**Suas tarefas**
1) No texto sobre o Código Florestal, o que falta claramente na Câmara?
2) Por favor, dê sequência ao texto sobre o Código Florestal a partir da última frase apresentada.

Por Sérgio Abranches
04.05.2011
A aprovação da urgência do projeto de alteração do Código Florestal, independentemente da substância da proposta, cujas deficiências são notórias, revela vários problemas do funcionamento do sistema político brasileiro.
Claramente, faltam lideranças expressivas e legítimas na Câmara. O processo político brasileiro não tem sido capaz de reproduzir no mesmo patamar de qualidade as lideranças que produziu no passado. Na verdade o ideal é que mudasse para patamar superior. Isso explica como um deputado sem liderança pessoal, ligado a um partido pequeno, com posições políticas idiossincráticas consegue se eleger presidente da Câmara do Deputados, em um momento de crise e desconcerto da situação e da oposição. Explica também como esse mesmo deputado pode se apropriar autocraticamente de um projeto de interesse coletivo e múltiplas implicações econômicas, sociais e ambientais.

**Dados armazenados**
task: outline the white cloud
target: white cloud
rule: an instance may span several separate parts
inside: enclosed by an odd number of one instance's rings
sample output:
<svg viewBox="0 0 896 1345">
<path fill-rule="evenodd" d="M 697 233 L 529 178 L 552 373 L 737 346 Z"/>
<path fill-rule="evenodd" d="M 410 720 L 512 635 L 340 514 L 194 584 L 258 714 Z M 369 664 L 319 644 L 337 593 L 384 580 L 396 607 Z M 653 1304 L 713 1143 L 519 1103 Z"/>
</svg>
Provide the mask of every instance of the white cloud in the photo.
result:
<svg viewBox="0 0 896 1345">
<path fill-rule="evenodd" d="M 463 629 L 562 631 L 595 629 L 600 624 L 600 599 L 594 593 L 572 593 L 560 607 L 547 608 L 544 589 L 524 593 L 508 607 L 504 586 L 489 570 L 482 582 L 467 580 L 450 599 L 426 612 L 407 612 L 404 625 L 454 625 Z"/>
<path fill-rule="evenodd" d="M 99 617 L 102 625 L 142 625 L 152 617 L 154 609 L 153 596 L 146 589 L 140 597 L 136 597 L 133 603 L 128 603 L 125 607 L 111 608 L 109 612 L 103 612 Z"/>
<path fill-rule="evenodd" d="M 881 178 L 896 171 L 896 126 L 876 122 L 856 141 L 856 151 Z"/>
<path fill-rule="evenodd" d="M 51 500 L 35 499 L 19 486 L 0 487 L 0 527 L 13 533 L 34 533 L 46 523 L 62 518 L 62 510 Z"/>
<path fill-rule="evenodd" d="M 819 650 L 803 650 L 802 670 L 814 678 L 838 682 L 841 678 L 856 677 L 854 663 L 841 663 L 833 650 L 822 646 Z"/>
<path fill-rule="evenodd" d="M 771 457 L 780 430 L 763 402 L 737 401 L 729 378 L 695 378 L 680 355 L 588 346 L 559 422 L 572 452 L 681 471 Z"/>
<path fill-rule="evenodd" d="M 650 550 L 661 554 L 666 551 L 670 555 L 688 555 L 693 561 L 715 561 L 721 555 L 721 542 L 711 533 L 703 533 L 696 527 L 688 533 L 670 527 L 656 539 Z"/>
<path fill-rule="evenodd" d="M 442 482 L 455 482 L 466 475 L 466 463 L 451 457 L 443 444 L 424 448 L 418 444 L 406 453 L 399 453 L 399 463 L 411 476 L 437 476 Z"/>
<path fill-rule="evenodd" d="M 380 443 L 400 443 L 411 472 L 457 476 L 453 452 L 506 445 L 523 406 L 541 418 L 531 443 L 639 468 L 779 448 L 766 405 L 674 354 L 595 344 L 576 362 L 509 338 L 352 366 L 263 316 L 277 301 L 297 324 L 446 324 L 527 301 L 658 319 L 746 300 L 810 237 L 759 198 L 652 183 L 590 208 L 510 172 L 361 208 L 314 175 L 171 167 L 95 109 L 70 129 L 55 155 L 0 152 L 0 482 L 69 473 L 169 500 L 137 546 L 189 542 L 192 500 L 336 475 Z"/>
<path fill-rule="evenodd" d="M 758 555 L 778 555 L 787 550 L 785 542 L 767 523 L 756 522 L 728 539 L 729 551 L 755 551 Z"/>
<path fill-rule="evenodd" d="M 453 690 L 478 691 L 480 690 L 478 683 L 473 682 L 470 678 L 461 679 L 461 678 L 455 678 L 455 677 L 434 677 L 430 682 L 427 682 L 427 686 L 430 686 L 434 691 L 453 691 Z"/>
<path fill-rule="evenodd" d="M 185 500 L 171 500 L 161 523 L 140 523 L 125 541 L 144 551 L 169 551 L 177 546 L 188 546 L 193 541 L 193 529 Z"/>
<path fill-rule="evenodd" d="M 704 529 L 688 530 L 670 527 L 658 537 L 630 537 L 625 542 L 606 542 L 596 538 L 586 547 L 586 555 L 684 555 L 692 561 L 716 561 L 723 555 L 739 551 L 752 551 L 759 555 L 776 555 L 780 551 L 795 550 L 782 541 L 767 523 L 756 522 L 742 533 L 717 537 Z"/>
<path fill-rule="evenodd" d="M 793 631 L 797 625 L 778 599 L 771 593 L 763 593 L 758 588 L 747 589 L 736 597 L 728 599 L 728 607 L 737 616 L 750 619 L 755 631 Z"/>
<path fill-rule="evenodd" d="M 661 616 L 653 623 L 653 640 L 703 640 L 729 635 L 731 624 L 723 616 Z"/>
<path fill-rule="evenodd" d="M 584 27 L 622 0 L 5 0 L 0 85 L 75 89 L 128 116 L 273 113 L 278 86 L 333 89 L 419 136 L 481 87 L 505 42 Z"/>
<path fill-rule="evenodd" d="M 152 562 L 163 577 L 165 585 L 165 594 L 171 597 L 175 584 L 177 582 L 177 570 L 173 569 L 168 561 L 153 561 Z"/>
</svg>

**Resultados**
1) Faltam lideranças expressivas e legítimas.

2)
O governo dá sinais de descontentamento, mas se furta a liderar o processo de rediscussão da matéria para lhe dar o encaminhamento técnico proposto por seus técnicos em vários ministérios. O PT, ao que parece, faz ouvidos moucos a sua secretária de meio ambiente e às organizações do campo a ele ligadas. Prefere dar ouvido aos ruralistas, entre eles latifundiários contra os quais muitos lutaram duramente. Agora aceitam atuar como instrumentos políticos para lhes dar a maioria que não têm.
O PSDB, cheio de ruralistas assumidos e enrustidos, abriu mão de ter posição própria, deu as costas a seus ambientalistas e lideranças favoráveis a políticas sustentáveis, que vão debandando ou se desencantando. É um retrato da crise de liderança, dos partidos e do processo legislativo. Crise que não é de hoje e que se agrava a cada ciclo eleitoral.
O processo legislativo se tornou tão prisioneiro dos expedientes de conveniência e dos casuísmos, que subverteu o significado das instituições e procedimentos democráticos a ele inerentes. É eloquente demonstração disso a emergência da “urgência urgentíssima”, para compensar a banalização do regime de urgência. Projetos em regime de urgência dormitam na ordem do dia sem nunca serem votados. Outros são acordados na madrugada, para votações açodadas de matérias de conteúdo técnico relevante, cujos efeitos repercutirão muito além da conjuntura em que foram votadas.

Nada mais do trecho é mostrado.